::: DATA TO PROCESS :::

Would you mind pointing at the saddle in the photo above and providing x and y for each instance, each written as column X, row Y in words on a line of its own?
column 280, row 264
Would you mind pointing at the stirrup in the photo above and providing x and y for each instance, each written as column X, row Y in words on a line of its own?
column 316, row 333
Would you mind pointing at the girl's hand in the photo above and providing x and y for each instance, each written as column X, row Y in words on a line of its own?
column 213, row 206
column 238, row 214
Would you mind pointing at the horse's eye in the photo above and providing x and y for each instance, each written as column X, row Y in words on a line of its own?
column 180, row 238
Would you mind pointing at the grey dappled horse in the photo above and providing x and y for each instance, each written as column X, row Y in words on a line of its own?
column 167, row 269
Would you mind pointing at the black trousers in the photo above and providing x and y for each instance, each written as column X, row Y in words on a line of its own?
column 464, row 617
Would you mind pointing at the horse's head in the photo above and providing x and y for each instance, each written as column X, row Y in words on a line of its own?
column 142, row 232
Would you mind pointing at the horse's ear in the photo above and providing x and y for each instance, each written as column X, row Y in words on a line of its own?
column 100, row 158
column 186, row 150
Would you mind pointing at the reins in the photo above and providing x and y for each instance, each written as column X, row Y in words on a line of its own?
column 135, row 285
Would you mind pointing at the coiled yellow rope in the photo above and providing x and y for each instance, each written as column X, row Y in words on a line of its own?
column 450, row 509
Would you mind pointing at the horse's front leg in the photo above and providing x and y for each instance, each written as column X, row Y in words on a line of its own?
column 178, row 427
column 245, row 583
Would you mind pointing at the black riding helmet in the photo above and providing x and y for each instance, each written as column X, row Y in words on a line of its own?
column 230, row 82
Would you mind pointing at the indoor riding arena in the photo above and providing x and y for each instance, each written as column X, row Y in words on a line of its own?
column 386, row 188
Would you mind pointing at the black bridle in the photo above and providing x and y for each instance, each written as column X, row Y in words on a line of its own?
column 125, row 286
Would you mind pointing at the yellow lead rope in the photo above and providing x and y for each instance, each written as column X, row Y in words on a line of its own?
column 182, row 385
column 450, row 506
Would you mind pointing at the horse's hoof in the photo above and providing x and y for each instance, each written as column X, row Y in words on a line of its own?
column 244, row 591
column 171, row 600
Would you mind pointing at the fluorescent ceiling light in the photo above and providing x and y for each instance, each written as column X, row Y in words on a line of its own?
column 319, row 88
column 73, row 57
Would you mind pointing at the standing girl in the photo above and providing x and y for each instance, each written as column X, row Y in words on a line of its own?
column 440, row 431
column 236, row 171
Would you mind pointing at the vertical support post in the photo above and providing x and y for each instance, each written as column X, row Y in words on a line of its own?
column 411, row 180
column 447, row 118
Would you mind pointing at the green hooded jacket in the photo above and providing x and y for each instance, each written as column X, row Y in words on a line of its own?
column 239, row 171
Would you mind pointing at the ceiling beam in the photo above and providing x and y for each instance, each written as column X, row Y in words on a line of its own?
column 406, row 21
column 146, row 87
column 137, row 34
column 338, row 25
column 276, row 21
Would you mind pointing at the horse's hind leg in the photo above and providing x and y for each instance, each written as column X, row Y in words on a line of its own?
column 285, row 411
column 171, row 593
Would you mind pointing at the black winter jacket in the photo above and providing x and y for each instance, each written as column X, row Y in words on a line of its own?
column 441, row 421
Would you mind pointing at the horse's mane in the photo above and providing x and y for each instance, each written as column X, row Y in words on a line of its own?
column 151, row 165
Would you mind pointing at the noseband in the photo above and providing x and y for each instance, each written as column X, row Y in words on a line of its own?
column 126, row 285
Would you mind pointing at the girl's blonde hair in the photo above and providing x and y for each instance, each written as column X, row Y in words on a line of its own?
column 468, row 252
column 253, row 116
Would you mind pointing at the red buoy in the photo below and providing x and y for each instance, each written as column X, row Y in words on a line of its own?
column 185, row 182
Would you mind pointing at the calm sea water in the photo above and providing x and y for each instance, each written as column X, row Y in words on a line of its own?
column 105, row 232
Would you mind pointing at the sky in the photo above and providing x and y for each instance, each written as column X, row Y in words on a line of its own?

:::

WHAT IS NEEDED
Copy out, word for word, the lines of the rows above, starting at the line that contains "Would you mind pointing at the vertical" and ending at the line that contains "column 239, row 171", with both of those lines included.

EXPECTED ANSWER
Would you mind pointing at the vertical support post in the photo above and providing x and y for each instance, each written as column X, row Y in words on a line of its own?
column 411, row 180
column 447, row 118
Would you mind pointing at the green hooded jacket in the photo above and providing x and y for each instance, each written as column X, row Y in words on a line of its own?
column 239, row 171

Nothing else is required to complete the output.